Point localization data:

★ ★ ★ ★

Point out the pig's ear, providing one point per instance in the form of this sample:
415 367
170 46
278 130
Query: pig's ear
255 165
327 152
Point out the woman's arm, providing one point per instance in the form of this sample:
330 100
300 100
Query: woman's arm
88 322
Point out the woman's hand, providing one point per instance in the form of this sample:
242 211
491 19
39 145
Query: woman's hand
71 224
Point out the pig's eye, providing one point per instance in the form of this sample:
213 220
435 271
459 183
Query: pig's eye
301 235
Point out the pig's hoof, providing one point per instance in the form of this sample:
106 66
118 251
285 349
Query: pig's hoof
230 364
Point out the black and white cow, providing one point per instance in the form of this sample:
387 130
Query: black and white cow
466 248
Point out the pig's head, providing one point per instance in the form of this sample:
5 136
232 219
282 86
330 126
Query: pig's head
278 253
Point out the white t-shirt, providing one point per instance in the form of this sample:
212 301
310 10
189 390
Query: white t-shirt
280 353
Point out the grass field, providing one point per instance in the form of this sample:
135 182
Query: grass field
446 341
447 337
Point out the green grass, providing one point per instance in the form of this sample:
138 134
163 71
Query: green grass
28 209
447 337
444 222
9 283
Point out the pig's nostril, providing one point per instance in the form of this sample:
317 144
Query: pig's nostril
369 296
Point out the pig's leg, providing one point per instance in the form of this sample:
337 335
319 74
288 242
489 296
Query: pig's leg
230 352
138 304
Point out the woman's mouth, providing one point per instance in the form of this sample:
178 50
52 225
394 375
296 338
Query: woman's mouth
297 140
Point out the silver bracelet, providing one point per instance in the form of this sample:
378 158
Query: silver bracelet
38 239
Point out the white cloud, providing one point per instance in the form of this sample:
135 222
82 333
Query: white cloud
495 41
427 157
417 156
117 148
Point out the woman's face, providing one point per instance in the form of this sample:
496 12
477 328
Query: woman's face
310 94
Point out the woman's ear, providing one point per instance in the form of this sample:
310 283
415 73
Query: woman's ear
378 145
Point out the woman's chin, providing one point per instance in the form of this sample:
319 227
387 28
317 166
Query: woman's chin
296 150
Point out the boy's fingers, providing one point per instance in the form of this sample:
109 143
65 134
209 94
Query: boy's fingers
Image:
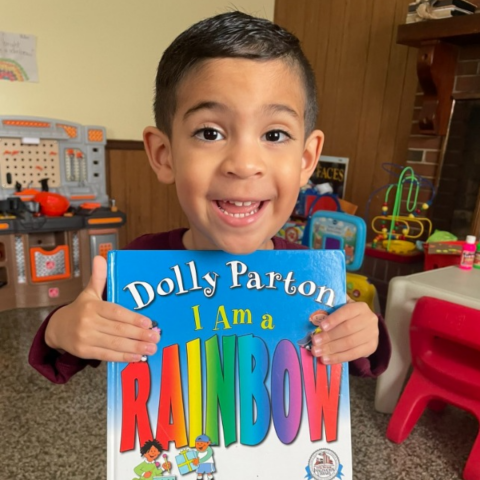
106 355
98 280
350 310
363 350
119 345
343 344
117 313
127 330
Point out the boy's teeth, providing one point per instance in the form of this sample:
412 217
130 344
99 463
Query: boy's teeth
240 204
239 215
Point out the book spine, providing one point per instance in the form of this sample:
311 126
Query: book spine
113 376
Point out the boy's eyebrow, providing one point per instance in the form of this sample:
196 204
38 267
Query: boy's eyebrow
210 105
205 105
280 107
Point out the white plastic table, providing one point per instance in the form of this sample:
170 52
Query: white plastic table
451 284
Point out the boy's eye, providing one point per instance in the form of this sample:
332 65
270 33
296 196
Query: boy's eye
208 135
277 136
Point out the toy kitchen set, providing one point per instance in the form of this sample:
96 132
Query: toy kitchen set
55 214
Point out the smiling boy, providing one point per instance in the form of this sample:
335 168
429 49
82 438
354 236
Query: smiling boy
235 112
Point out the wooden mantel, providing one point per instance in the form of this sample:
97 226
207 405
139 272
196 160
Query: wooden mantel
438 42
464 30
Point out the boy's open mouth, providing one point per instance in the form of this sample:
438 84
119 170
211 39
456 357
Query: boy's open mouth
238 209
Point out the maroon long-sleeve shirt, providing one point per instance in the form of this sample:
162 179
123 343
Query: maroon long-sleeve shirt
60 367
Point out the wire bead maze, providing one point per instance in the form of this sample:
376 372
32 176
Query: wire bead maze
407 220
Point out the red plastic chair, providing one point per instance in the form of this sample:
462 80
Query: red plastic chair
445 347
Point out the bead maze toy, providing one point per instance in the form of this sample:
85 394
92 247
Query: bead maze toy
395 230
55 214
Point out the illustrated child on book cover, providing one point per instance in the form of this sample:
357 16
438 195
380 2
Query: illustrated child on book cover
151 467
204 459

★ ★ ★ ★

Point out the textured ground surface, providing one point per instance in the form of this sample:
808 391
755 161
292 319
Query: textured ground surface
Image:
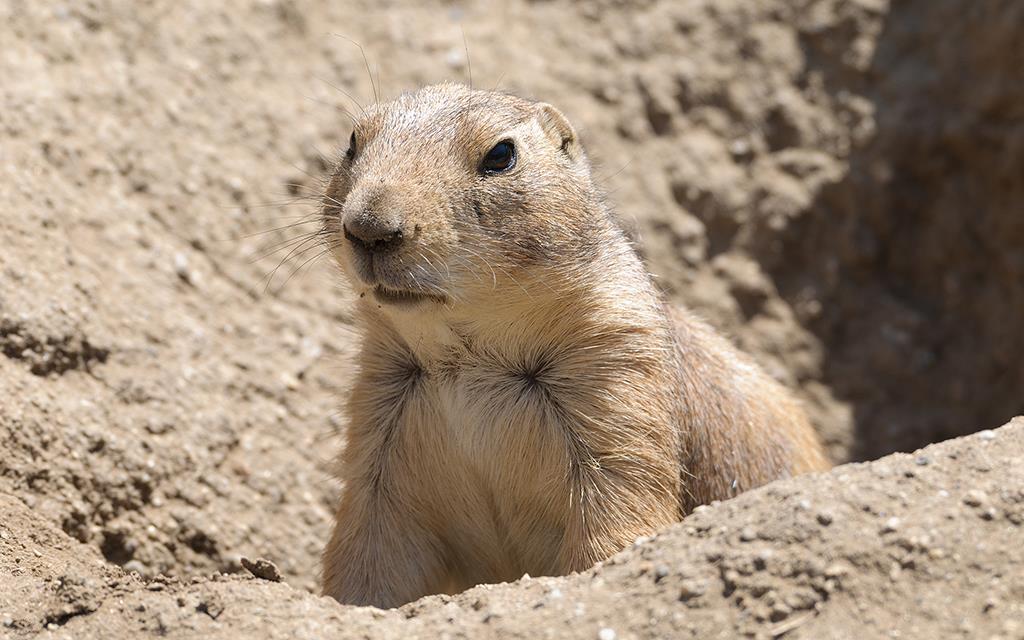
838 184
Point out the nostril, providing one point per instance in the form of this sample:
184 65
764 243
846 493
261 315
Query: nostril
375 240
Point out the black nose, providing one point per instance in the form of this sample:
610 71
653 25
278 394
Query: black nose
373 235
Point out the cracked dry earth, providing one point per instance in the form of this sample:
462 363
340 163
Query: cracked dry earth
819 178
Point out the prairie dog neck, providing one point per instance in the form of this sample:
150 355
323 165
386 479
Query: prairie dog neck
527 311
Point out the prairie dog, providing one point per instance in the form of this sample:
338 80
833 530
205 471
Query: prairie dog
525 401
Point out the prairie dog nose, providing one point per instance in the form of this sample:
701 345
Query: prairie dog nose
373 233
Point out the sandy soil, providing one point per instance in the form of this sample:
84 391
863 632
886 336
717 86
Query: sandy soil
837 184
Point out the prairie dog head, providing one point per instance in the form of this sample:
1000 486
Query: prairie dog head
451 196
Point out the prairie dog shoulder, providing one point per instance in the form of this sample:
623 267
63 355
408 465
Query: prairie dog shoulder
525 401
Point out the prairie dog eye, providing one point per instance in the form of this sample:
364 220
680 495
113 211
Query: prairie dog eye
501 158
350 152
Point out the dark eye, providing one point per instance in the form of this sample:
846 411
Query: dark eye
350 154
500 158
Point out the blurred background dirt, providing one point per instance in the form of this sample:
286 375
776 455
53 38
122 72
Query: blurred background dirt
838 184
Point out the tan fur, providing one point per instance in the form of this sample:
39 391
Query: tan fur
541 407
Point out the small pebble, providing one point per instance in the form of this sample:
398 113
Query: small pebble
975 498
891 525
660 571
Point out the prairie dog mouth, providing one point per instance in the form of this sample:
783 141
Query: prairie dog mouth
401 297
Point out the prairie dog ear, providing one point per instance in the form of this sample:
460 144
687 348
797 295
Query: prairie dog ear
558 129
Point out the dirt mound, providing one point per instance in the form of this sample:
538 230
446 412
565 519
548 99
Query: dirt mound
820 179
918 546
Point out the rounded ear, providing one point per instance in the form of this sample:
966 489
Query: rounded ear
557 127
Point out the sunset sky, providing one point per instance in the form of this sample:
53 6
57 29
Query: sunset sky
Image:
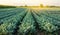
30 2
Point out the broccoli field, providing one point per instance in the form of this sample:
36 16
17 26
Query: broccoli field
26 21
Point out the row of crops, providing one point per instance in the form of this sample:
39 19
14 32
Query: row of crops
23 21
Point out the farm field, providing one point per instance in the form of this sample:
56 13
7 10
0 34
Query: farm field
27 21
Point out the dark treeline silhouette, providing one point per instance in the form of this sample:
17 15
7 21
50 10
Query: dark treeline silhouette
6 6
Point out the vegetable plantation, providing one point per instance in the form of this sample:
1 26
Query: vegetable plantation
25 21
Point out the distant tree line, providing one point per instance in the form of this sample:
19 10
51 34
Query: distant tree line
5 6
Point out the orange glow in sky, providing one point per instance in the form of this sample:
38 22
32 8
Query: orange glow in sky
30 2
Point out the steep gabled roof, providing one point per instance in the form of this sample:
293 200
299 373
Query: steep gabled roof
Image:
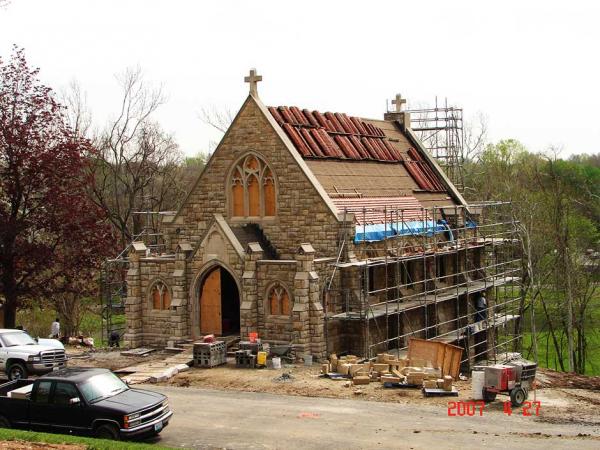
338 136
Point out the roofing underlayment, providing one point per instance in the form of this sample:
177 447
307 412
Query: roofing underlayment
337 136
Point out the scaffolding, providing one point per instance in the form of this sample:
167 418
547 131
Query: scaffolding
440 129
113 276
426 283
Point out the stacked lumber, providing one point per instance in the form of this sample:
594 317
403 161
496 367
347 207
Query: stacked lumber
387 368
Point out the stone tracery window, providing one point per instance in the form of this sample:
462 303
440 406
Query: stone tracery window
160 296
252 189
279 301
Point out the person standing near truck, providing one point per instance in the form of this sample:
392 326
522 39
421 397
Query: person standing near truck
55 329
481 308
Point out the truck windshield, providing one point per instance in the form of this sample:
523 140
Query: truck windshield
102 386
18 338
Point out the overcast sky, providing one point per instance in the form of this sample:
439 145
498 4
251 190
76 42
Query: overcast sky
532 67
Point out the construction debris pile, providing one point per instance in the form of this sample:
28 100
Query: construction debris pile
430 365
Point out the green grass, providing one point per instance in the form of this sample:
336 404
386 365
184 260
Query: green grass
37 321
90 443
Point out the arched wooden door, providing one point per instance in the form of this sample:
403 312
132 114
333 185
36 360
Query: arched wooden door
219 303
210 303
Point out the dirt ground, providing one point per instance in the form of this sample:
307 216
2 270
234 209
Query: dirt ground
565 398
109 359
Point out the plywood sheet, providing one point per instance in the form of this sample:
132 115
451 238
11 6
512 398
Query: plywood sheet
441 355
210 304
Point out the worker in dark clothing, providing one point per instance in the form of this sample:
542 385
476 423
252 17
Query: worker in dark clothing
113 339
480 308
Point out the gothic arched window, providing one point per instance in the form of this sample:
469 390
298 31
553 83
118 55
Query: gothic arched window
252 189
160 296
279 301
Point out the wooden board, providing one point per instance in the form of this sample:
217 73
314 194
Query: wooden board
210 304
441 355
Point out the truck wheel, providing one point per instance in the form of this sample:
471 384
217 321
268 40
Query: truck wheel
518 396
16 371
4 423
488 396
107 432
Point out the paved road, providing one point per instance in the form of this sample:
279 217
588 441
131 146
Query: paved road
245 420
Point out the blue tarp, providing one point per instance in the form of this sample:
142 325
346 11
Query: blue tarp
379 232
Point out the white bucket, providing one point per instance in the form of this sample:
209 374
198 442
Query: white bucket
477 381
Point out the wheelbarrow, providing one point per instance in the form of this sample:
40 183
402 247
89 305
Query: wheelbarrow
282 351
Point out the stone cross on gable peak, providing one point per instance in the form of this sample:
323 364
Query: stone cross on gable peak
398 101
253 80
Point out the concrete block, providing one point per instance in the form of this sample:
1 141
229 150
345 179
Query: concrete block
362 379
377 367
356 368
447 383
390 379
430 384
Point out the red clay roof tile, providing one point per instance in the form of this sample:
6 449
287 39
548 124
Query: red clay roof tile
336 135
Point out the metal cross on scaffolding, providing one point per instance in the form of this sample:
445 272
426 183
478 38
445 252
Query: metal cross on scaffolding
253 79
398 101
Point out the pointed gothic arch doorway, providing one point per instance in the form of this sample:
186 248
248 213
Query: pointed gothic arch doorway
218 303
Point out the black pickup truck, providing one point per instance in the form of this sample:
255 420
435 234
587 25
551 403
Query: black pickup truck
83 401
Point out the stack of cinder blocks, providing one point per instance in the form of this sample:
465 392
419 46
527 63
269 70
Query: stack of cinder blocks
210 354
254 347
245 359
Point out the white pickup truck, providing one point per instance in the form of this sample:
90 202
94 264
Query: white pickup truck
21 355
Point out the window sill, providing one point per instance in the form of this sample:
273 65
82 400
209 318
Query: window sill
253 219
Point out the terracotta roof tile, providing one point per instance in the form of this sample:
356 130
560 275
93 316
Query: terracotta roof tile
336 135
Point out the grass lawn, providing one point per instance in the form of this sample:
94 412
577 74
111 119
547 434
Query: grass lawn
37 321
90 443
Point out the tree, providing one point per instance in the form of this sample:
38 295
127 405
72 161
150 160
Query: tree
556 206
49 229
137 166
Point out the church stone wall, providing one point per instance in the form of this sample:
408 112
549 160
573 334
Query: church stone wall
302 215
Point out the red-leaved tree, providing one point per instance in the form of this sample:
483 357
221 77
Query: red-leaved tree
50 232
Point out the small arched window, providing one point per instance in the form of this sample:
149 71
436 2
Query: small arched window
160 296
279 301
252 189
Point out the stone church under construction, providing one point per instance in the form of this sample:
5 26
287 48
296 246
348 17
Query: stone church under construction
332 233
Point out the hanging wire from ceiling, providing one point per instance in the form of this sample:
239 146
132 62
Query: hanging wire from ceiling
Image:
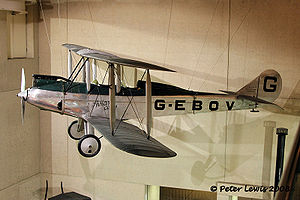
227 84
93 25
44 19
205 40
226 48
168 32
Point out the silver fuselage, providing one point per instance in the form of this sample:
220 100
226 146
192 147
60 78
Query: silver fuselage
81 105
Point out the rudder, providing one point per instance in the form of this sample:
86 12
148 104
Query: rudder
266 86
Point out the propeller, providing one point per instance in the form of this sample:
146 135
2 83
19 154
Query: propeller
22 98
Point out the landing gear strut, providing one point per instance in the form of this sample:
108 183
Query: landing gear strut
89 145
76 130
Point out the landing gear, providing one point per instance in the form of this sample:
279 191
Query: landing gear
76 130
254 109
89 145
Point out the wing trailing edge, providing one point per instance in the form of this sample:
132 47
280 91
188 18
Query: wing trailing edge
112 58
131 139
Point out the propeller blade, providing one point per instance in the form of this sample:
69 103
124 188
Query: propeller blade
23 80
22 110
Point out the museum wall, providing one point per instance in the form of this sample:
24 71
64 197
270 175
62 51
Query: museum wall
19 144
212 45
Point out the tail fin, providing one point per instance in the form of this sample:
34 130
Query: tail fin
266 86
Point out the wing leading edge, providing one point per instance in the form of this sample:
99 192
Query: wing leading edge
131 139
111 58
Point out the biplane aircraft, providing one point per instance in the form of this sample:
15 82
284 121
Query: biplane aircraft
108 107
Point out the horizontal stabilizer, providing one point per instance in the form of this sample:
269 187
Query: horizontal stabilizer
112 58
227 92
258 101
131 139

★ ★ ★ ★

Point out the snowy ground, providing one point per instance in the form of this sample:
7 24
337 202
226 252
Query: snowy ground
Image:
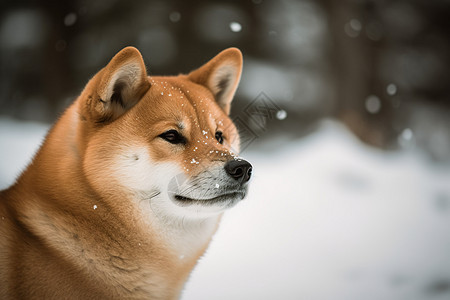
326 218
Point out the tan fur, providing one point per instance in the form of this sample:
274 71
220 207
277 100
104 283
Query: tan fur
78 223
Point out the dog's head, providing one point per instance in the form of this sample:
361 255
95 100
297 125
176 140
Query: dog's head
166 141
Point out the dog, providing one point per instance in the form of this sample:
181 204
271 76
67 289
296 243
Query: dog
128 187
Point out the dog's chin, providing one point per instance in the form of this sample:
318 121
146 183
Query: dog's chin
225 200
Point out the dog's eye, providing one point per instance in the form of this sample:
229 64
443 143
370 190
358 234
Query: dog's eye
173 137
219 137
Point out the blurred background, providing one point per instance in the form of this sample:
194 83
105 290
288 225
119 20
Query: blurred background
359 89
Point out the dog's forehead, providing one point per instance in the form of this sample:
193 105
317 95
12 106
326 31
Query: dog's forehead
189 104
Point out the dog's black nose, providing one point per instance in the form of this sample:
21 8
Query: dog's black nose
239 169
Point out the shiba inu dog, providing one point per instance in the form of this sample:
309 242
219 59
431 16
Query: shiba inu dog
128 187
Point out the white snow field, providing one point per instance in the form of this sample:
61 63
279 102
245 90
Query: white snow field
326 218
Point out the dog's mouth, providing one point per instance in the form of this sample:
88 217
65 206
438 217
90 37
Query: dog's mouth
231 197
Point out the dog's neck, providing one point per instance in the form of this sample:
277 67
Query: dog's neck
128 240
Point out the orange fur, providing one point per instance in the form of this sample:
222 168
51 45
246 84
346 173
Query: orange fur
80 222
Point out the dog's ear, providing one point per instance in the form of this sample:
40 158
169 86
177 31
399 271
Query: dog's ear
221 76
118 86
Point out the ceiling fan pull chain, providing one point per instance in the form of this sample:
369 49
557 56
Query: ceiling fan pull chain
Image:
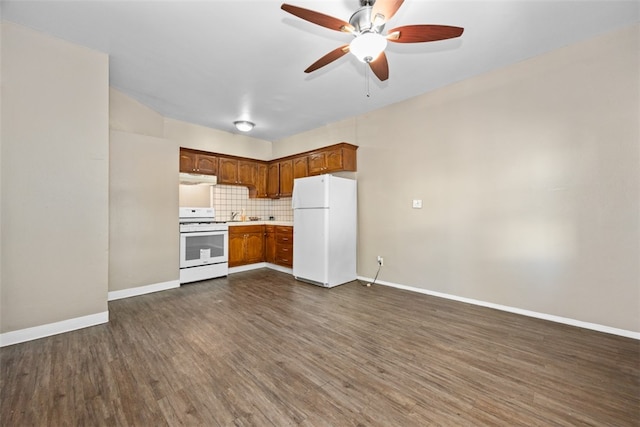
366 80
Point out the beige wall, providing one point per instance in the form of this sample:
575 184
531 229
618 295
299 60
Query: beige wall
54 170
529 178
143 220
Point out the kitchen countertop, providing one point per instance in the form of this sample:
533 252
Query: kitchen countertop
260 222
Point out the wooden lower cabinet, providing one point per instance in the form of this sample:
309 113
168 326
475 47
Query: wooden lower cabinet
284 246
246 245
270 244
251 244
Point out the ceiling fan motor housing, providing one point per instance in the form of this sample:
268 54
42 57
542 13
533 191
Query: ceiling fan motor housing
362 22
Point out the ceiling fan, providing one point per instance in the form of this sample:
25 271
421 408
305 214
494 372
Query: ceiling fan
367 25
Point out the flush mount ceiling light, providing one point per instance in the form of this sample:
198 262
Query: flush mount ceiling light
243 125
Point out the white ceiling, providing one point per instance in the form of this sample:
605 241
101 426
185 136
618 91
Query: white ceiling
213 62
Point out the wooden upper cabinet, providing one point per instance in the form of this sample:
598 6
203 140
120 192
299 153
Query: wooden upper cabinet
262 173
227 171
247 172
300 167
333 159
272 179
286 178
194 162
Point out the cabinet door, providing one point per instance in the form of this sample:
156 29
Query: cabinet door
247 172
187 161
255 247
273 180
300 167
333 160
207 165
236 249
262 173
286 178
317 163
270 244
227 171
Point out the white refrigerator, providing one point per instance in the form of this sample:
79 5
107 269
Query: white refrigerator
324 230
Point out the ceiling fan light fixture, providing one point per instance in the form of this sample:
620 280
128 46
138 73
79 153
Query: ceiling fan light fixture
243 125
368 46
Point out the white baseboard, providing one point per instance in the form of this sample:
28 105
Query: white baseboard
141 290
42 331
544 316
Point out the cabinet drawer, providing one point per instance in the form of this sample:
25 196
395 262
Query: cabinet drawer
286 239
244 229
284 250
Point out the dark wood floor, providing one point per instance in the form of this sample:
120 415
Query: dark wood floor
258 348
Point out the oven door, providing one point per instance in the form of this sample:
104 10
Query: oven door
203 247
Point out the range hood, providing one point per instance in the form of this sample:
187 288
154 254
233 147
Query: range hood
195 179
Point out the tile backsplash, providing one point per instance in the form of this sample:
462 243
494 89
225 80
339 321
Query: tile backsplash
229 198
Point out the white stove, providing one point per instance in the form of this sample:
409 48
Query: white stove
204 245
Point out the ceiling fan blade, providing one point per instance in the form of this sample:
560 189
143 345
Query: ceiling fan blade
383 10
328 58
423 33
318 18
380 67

★ ★ ★ ★

* TASK DESCRIPTION: Among the entries, how many lines contain the word "snowy"? Give the number alone.

* ANSWER BOX: 2